#### INSTRUCTIONS:
1: Reproduce the hyperparameter tuning passage starting at "Hyperparameter Tuning: Searching" and ending at "penalty type (L1/L2)", swapping "training" for "fitting".
2: Carry on the hyperparameter tuning passage from its last sentence.

#### EXCERPT TO READ:
▼▼▼

Skip to content

Hyperparameter Tuning: Searching with a Strategy

Hyperparameters are the settings you choose before training — the number of trees, the learning rate, the maximum depth. The model doesn't learn them from data; you select them. Tuning is the process of finding the configuration that maximizes performance on held-out data.

What Makes a Hyperparameter

A model parameter is learned from data during training — weights in a neural network, split thresholds in a decision tree. A hyperparameter controls the training process itself and must be set before any learning occurs.

Examples by model type:

Model Hyperparameters
Logistic Regression Regularization strength (C), penalty type (L1/L2)
XGBoost n_estimators, learning_rate, max_depth, subsample, colsample_bytree, min_child_weight
Random Forest n_estimators, max_features, max_depth, min_samples_leaf
Neural Network Layer widths, learning rate, batch size, dropout rate, optimizer

The goal of tuning is to find the hyperparameter configuration that minimizes validation error — not training error.

▲▲▲

#### SOURCE MATERIAL:
▼▼▼

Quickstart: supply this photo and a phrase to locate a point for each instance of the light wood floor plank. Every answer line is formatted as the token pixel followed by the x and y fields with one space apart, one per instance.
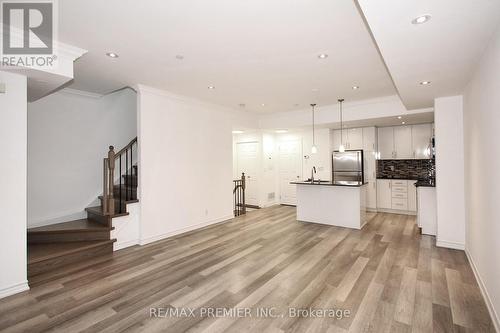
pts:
pixel 388 276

▲▲▲

#### ANSWERS FOR THIS EXERCISE:
1:
Hyperparameter Tuning: Searching with a Strategy

Hyperparameters are the settings you choose before fitting — the number of trees, the learning rate, the maximum depth. The model doesn't learn them from data; you select them. Tuning is the process of finding the configuration that maximizes performance on held-out data.

What Makes a Hyperparameter

A model parameter is learned from data during fitting — weights in a neural network, split thresholds in a decision tree. A hyperparameter controls the fitting process itself and must be set before any learning occurs.

Examples by model type:

Model Hyperparameters
Logistic Regression Regularization strength (C), penalty type (L1/L2)

2:
Search Strategies

Grid search: define a discrete set of values for each hyperparameter, evaluate all combinations. Exhaustive, guaranteed to find the best combination within the defined grid, but scales exponentially with the number of parameters. With 5 hyperparameters and 5 values each, that's 5⁵ = 3,125 configurations.

Random search: sample configurations randomly from the defined ranges. Counterintuitively, random search often outperforms grid search in practice. The reason: in most problems, only a few hyperparameters significantly affect performance. Grid search wastes evaluations by methodically exploring unimportant dimensions. Random search covers the important dimensions more effectively with the same budget.

from sklearn.model_selection import RandomizedSearchCV
import scipy.stats as stats

param_dist = {
    "n_estimators": stats.randint(100, 500),
    "max_depth": stats.randint(3, 10),
    "learning_rate": stats.loguniform(0.01, 0.3),
    "subsample": stats.uniform(0.6, 0.4),
}

search = RandomizedSearchCV(model, param_dist, n_iter=50, cv=5, scoring="roc_auc")
search.fit(X_train, y_train)

Bayesian optimization (Optuna, Hyperopt, scikit-optimize): models the relationship between hyperparameters and validation performance using a surrogate model (typically a Gaussian process or a tree-structured Parzen estimator). Uses this surrogate to decide which configuration to evaluate next — balancing exploration (trying new regions) with exploitation (refining promising regions). More sample-efficient than random search, especially when each evaluation is expensive (e.g., training a large model).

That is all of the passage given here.